Your output must consist solely of the lines from the one containing "Prompt: place one marker on each instance of the park" through the end of the records, reproduced exactly.

**********

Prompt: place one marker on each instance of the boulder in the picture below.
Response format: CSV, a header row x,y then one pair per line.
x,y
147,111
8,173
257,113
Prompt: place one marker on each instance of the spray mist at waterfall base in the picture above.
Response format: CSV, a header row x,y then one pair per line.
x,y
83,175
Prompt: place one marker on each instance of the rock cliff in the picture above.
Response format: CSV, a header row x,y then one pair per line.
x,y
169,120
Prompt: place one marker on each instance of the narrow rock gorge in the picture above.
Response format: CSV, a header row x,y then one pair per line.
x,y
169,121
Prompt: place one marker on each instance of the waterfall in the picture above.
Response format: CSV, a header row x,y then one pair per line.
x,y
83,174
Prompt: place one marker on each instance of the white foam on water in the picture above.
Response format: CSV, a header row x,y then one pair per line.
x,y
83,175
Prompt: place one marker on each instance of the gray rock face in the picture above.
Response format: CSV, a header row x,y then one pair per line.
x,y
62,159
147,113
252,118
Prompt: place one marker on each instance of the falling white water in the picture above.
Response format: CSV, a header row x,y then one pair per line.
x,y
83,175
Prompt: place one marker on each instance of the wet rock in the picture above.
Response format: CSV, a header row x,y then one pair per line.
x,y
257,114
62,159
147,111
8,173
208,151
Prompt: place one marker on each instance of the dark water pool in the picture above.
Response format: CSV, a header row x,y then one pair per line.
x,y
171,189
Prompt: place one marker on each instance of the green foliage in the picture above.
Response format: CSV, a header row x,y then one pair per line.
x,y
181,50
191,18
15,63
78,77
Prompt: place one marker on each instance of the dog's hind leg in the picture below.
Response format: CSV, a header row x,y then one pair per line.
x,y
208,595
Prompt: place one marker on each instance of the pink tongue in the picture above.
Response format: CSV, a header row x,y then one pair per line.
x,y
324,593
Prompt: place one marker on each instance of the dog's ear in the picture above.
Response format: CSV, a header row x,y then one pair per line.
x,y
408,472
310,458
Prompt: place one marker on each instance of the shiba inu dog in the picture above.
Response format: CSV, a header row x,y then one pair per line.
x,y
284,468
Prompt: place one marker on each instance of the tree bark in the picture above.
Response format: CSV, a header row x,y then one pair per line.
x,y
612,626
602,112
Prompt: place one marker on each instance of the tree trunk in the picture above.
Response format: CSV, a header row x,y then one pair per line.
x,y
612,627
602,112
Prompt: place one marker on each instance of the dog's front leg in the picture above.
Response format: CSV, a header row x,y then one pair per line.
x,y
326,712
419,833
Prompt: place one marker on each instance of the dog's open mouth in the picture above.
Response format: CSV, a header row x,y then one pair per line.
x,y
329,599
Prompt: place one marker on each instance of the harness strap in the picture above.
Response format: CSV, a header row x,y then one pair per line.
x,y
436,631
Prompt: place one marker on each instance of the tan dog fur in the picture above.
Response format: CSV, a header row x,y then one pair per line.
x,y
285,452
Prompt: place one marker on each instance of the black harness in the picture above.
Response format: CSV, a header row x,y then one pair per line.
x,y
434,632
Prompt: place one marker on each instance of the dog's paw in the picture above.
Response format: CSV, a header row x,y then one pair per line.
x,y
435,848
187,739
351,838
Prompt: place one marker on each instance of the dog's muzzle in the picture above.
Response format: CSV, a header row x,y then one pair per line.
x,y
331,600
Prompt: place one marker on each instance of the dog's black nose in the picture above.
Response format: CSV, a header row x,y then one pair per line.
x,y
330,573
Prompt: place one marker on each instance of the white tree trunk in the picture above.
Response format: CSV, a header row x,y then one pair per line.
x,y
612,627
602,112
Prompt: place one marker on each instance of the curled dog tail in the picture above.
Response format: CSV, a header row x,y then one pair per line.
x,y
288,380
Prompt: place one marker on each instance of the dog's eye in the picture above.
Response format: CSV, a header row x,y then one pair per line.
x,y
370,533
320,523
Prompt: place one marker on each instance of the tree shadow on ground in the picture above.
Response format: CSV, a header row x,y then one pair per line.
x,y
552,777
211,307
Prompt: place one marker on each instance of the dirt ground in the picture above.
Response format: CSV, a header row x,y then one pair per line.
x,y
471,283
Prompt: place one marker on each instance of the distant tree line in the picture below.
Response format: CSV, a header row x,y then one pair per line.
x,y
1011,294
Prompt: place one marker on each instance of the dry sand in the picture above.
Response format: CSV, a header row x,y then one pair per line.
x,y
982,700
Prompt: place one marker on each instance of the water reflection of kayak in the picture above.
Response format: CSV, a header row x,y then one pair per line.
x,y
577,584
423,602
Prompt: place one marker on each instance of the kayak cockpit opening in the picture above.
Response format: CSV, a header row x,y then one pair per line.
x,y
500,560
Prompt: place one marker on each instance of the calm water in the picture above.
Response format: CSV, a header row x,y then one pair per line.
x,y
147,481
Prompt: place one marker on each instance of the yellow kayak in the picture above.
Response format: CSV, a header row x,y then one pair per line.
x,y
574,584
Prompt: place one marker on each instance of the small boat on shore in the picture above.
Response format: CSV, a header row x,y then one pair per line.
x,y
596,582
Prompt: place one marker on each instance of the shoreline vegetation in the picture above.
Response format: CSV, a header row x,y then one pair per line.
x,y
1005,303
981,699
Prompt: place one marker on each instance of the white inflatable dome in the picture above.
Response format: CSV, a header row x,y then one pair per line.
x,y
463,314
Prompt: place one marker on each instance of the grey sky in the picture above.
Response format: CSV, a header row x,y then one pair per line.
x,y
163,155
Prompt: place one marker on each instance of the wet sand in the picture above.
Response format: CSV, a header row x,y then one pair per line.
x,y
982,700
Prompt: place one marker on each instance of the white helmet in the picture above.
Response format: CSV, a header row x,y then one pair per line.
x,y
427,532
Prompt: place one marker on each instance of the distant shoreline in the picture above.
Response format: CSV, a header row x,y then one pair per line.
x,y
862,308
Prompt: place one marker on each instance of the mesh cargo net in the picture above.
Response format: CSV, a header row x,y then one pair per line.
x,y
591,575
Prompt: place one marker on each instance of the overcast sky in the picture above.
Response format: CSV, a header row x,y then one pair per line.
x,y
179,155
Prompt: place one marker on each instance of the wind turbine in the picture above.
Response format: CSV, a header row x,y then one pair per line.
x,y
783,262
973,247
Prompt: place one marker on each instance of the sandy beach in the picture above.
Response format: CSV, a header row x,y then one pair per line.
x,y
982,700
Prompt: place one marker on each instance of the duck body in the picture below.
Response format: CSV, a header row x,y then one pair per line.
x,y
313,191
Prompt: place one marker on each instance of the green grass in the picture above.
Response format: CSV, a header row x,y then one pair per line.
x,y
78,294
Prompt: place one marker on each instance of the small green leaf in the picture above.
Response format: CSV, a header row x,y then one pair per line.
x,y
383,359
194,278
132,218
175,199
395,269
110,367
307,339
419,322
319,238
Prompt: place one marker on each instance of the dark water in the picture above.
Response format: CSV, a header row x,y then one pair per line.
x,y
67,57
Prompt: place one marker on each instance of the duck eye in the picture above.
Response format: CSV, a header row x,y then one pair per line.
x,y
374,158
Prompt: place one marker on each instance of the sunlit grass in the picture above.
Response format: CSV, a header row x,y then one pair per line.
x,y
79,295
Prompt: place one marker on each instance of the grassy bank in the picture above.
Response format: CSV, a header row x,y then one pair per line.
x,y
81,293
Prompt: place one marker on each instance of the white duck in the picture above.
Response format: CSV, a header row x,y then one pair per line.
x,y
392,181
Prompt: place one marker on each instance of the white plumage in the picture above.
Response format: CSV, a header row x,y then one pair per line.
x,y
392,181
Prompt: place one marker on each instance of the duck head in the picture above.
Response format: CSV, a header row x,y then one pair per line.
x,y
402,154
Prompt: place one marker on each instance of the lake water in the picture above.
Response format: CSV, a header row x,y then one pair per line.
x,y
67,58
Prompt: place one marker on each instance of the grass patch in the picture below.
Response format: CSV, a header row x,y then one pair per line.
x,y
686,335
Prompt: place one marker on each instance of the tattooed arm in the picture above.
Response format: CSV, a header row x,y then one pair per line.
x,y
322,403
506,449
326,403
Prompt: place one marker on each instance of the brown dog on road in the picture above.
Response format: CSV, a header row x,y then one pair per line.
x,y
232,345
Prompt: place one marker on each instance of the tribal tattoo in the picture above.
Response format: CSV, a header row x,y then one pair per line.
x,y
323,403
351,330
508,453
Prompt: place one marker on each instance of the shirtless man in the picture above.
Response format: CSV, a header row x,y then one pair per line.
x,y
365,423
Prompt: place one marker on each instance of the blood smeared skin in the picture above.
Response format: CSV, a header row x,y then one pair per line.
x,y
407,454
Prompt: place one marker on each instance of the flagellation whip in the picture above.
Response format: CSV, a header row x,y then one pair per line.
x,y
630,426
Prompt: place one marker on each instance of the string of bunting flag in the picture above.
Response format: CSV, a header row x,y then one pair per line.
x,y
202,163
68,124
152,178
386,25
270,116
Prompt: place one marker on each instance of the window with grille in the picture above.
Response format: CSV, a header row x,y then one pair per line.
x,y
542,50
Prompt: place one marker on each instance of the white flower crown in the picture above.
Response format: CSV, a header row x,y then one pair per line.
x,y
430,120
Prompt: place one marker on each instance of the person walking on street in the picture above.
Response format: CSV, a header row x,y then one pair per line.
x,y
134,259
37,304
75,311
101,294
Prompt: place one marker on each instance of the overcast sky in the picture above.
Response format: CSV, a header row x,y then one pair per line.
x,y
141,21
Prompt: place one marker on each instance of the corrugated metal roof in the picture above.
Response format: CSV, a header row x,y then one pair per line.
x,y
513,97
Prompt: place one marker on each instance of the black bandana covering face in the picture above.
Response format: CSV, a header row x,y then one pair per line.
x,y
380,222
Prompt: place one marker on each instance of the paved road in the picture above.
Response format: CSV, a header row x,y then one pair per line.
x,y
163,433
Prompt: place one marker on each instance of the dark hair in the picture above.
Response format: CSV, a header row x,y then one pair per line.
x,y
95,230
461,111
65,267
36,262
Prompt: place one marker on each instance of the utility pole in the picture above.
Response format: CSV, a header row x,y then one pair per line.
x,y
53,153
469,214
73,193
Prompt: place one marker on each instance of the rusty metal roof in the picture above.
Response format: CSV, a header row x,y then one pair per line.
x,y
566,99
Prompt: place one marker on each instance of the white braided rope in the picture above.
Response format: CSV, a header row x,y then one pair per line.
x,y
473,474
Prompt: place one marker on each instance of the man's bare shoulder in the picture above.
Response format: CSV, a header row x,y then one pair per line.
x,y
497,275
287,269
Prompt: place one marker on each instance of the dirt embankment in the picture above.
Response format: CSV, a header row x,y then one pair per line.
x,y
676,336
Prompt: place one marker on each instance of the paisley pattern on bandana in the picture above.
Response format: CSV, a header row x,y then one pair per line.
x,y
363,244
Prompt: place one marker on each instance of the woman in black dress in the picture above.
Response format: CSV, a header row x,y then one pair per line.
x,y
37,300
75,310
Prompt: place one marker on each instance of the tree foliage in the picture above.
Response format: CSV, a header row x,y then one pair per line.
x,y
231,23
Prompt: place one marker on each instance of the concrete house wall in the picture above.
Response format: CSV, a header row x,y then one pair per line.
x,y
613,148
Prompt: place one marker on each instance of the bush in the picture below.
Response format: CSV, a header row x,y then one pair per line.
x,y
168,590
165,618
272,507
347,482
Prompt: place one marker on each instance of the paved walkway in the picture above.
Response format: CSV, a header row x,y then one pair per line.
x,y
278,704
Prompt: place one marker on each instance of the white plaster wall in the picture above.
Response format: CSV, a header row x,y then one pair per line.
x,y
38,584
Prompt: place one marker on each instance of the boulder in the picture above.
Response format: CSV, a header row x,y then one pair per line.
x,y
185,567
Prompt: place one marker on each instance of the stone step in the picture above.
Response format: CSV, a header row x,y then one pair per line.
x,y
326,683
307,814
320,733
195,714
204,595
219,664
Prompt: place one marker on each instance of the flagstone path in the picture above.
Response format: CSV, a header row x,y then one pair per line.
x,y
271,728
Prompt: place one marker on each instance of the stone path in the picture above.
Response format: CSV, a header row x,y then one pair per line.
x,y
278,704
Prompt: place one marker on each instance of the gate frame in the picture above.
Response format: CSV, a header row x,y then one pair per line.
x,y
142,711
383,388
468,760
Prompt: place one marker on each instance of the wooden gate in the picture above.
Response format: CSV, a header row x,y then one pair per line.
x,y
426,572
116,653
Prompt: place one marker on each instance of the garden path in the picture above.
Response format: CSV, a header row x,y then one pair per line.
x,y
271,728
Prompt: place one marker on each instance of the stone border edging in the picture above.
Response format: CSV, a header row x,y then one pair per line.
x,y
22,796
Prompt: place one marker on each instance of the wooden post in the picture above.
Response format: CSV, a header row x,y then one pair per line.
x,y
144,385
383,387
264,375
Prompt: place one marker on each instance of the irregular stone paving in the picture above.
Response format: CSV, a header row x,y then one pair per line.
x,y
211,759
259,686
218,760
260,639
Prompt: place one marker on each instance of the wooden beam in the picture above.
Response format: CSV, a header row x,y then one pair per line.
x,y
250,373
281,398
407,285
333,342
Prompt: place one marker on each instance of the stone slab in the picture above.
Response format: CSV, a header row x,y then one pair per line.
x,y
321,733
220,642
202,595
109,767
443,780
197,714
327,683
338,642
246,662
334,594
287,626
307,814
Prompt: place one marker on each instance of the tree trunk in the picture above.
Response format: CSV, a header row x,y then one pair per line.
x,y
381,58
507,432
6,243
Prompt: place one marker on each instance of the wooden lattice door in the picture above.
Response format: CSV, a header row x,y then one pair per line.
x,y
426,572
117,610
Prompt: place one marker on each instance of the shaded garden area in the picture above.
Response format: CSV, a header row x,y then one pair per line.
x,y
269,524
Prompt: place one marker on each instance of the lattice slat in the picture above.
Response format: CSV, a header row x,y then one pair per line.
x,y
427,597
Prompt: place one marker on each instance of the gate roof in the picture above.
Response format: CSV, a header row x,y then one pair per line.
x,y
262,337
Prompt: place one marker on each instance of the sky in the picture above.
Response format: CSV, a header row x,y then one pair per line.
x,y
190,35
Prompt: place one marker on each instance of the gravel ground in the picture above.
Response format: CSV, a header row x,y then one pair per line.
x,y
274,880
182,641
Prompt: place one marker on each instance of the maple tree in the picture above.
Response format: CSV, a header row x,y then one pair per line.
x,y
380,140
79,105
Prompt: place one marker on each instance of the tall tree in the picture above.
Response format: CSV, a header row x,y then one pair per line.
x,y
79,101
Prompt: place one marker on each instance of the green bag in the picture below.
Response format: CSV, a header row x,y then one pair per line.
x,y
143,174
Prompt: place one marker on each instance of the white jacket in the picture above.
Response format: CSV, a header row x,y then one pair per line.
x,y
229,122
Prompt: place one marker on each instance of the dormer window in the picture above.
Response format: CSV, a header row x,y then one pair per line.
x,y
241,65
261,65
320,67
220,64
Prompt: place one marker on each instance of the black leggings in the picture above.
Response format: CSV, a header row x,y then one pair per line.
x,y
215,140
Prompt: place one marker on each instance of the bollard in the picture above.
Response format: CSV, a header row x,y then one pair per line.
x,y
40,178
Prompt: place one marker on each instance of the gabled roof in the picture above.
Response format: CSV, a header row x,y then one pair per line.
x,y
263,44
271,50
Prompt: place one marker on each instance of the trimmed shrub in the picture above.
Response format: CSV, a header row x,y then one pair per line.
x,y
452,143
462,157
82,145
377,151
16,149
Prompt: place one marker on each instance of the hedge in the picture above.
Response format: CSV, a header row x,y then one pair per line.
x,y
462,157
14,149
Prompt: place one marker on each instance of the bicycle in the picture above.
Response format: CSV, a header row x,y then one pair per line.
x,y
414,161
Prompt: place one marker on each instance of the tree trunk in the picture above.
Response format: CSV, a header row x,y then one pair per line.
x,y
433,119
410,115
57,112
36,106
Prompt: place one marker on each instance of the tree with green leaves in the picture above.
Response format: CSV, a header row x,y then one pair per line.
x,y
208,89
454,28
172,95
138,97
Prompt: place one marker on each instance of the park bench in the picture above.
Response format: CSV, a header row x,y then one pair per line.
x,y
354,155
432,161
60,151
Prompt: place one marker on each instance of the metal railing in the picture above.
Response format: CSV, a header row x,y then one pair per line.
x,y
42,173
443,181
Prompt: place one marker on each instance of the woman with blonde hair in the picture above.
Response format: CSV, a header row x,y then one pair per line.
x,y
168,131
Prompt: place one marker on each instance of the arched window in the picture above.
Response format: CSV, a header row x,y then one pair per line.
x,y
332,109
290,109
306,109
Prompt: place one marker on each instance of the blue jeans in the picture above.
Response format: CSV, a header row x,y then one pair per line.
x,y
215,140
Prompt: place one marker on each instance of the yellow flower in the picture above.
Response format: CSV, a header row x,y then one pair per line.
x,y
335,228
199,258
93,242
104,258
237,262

**********

• _Task output_
Prompt: place one marker on each instance of the park bench in the picture above.
Response format: CSV, a header row x,y then one pair per line.
x,y
354,155
432,161
60,151
Prompt: place one marker on each instance of the metal railing in the picture above.
Response format: CSV, a header row x,y then one pair per line.
x,y
42,173
443,181
Prompt: place one marker on each instance of the woman with blonde hair in the picture above.
Response format: CSV, a header row x,y then one pair per line.
x,y
168,131
Prompt: place one marker on each instance of the arched window in the picture above.
Response format: CSV, a header row x,y then one pair per line.
x,y
332,109
290,109
306,109
Prompt: place one marker on each instance of the blue jeans in the picture above.
Response format: CSV, a header row x,y then one pair per line.
x,y
215,140
Prompt: place one marker on each instance of the yellow flower in the picture above.
Response format: CSV, a header row x,y then one pair per line.
x,y
335,228
199,258
93,242
104,258
237,262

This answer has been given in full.